Entries taken from a collection:
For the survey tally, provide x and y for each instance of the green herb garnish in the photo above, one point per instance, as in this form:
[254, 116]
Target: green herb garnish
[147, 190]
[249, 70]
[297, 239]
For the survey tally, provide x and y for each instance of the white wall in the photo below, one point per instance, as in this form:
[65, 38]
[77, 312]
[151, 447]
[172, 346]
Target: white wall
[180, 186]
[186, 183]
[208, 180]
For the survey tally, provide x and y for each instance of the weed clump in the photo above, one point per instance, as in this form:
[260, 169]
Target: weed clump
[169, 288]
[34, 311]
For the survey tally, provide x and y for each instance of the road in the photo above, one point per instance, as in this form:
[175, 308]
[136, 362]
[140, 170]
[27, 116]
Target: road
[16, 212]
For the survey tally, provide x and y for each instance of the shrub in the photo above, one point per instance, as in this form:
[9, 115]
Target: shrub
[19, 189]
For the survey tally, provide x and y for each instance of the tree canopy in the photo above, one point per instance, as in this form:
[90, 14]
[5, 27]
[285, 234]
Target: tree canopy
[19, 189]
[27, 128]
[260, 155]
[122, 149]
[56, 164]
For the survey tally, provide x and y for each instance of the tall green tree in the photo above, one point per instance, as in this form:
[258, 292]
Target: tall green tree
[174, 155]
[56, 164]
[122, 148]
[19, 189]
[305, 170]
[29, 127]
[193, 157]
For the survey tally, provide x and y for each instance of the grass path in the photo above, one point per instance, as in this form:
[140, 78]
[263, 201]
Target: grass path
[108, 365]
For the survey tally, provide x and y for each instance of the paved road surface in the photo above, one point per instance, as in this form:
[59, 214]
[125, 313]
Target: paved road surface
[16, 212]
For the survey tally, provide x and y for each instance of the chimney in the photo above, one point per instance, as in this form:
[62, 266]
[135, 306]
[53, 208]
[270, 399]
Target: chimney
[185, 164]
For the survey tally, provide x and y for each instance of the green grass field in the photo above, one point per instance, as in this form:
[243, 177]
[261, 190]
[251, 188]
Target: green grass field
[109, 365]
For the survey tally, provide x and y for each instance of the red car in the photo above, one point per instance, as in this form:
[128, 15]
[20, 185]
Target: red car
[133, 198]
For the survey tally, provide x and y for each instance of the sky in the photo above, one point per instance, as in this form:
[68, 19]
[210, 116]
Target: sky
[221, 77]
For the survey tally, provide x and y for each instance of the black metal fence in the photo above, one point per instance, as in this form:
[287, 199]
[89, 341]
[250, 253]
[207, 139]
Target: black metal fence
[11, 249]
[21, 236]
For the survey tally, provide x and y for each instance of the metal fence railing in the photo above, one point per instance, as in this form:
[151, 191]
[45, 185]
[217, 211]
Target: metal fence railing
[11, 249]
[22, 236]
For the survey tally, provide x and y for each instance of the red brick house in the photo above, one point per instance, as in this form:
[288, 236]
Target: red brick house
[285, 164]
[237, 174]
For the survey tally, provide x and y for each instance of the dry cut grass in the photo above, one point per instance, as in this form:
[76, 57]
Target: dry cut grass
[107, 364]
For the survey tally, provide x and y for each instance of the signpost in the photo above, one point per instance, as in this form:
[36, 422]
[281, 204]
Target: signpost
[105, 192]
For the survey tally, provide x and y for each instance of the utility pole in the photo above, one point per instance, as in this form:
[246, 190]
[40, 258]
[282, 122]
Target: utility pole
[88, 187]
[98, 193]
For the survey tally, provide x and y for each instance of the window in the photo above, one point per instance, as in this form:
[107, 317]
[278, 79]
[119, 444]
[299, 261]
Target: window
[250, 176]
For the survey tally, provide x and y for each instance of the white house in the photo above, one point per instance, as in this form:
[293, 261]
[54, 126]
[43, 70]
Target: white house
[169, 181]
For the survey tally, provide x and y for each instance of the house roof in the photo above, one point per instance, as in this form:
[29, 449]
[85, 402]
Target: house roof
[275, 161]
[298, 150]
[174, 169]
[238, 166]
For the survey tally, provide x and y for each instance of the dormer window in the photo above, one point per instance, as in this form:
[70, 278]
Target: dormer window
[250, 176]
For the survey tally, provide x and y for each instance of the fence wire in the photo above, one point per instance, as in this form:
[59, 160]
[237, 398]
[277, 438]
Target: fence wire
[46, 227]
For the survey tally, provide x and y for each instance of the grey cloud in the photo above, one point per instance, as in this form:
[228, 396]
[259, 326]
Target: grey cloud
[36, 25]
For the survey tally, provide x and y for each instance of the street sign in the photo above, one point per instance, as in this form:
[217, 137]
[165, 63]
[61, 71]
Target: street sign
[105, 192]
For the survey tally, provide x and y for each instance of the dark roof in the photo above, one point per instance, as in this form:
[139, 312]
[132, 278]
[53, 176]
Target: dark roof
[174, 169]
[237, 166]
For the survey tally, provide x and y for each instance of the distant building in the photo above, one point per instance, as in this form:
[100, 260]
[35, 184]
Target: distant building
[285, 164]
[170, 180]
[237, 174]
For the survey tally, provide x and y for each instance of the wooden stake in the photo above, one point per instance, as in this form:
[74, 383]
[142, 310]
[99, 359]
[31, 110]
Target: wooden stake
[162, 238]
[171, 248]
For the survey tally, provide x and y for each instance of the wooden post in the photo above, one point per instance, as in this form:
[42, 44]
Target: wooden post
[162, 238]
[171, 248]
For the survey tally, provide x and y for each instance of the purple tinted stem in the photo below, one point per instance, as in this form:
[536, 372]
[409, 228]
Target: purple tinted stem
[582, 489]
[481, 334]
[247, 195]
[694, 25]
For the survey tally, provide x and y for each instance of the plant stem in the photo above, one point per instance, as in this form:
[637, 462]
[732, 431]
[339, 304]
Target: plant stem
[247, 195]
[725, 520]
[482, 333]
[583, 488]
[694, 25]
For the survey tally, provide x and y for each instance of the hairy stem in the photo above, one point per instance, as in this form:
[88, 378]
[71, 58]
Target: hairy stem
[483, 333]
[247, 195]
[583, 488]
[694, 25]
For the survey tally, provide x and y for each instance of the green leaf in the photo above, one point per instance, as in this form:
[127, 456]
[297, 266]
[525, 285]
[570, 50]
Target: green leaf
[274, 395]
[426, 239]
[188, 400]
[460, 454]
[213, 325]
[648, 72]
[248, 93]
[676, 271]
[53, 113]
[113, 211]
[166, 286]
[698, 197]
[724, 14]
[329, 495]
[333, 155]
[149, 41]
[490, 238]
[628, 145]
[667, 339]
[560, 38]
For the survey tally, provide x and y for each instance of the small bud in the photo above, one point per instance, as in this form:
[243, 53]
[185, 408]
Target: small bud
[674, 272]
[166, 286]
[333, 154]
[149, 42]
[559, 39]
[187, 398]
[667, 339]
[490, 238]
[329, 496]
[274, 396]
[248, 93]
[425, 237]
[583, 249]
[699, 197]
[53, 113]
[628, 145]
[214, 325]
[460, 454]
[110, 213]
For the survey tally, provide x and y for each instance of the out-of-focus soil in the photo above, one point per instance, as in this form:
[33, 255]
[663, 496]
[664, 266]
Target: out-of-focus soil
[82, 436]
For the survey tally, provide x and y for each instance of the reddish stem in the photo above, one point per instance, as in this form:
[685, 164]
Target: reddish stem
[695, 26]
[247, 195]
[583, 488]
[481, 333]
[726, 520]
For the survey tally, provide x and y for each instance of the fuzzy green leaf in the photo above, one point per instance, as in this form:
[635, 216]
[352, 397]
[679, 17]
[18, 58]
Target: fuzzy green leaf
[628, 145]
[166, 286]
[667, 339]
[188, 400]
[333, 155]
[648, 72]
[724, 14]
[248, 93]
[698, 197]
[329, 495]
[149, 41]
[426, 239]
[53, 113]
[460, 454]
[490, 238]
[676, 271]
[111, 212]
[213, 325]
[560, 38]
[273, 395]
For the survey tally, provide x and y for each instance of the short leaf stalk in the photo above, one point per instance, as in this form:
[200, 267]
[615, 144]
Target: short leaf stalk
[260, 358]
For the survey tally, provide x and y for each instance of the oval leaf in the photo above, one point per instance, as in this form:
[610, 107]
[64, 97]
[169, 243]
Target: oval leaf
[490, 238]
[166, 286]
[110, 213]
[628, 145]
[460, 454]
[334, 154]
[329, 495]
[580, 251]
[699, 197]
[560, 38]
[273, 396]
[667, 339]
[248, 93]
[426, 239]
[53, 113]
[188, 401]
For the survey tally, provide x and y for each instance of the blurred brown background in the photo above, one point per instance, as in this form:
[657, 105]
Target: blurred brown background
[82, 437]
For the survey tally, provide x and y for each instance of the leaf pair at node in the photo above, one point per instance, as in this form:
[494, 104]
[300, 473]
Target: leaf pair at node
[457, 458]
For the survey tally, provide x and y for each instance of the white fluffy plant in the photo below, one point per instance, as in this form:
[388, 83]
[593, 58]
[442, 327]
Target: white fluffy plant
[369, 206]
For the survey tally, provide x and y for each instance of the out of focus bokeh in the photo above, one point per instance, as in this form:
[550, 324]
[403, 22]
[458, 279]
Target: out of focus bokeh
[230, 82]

» **The request**: Copy exactly the line containing "of the oval" and every line after it, ending with the last line of the records above.

» **Exercise solution**:
For the survey tally, provide x and y for each instance of the oval leaf in the photo above, one point per instance, as in this form:
[610, 107]
[64, 97]
[169, 243]
Target: oval leaf
[490, 238]
[166, 286]
[110, 213]
[628, 145]
[460, 454]
[334, 154]
[329, 495]
[580, 251]
[699, 197]
[560, 38]
[273, 396]
[667, 339]
[248, 93]
[426, 239]
[53, 113]
[188, 401]
For the survey tally, provide x and y for each instance of the blurred brown background in the photo above, one point per instance, as in this form:
[657, 105]
Target: blurred brown background
[82, 437]
For the survey tally, provide x and y for each instance of the leaf pair at node in the photo above, one point per instance, as in this form:
[494, 104]
[300, 473]
Target: leaf pair at node
[457, 458]
For the survey tally, provide x and y for each instance of the white fluffy plant in the photo below, one point per instance, as in this form:
[388, 83]
[593, 58]
[442, 327]
Target: white fluffy plant
[369, 206]
For the survey tally, provide x and y for each instance of the out of focus bokeh in the photo above, one point per instance, as in this form:
[550, 324]
[403, 22]
[458, 279]
Target: out of focus bokeh
[230, 82]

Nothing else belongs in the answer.